Text segment

TCS Daily


A Scorecard for the American "Surge" in Iraq

By Robert Haddick - January 23, 2007 12:00 AM

According to this January 14th article from the New York Times, the new U.S. plan for Iraq faces resistance from some quarters of Iraq's government:

First among the American concerns is a Shiite-led government that has been so dogmatic in its attitude that the Americans worry that they will be frustrated in their aim of cracking down equally on Shiite and Sunni extremists, a strategy President Bush has declared central to the plan.

"We are implementing a strategy to embolden a government that is actually part of the problem," said an American military official in Baghdad involved in talks over the plan. "We are being played like a pawn."

Is it possible that officials in the Iraqi government could "play the Americans like a pawn"?

The American generals and diplomats attempting to implement President Bush's plan have to work with officials in the Iraqi government, along with other powerful Iraqis, to achieve the plan's objectives. But these players in the drama have different goals than the Americans. Each hopes to channel America's power in Iraq for his own purposes.

President Bush is sending five more U.S. Army brigades to Baghdad. How does each of the major actors in Iraq hope to use America's beefed-up combat power to achieve his own objectives?

Here is a scorecard for keeping track of the American "surge" in Iraq:

President Bush and his generals

President Bush and his generals want a two-front war against both the Sunni extremists (ex-Baathists and al-Qaeda) and against al-Sadr's Mahdi Army militia. The Americans believe that an even-handed approach is the best way to allow moderates on all sides of the conflict to come together and establish Iraqi authority in the country. But the Americans want political reconciliation not only out of idealism, but for practical reasons. A unitary Iraq, with Sunnis in the government, provides the best way of countering Iranian expansion. Sunni participation in Iraq's governance will also quiet concerns among the other Sunni governments in the region and (one hopes) prevent the flow of Sunni refugees out of Iraq from getting any worse.

Prime Minister al-Maliki

It is no secret that Mr. al-Maliki objected to the American "surge." The Shi'ite are the overwhelming majority in Iraq and are now organized, trained, equipped, and motivated for battle. They feel that they know how to protect their neighborhoods and that is by expelling the Sunnis from the Baghdad area. From the Shi'ites' perspective, mass ethnic cleansing is necessary because the Sunni extremists compel otherwise uninvolved Sunni residents to allow the use of their neighborhoods as sanctuaries from which to launch attacks into Shi'ite areas. Thus, the use of a chainsaw, instead of a scalpel, is necessary. Mr. al-Maliki and other Shi'ite leaders believe the Americans are preventing them from doing what is necessary to protect their people. For Mr. al-Maliki, more Americans are bad, fewer would be better, and none would be best.

Data to use
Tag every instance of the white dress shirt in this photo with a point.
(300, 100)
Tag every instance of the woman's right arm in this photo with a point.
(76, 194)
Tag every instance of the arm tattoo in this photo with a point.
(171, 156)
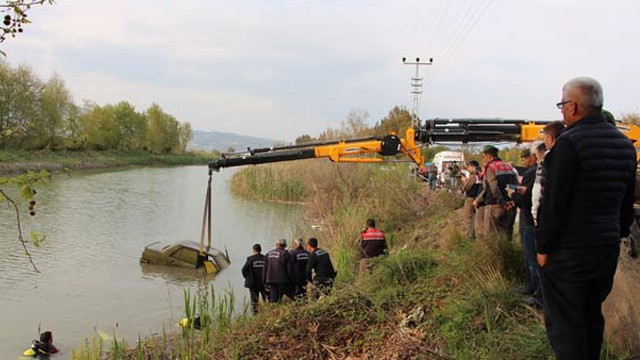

Job 1
Extract the passage of the Iraq surge article between "First among the" and "to the plan.", inclusive.
Job 2
Lay out the lines of the listing from the one holding "Tag every instance of the woman's" through the end of the listing, inclusive, as a numbered list with blank lines omitted. Leave the pictures out of your answer.

Expected answer 1
First among the American concerns is a Shiite-led government that has been so dogmatic in its attitude that the Americans worry that they will be frustrated in their aim of cracking down equally on Shiite and Sunni extremists, a strategy President Bush has declared central to the plan.

Expected answer 2
1. Tag every instance of the woman's right arm in this photo with a point.
2. (76, 194)
3. Tag every instance of the arm tattoo in this photo with a point.
4. (171, 156)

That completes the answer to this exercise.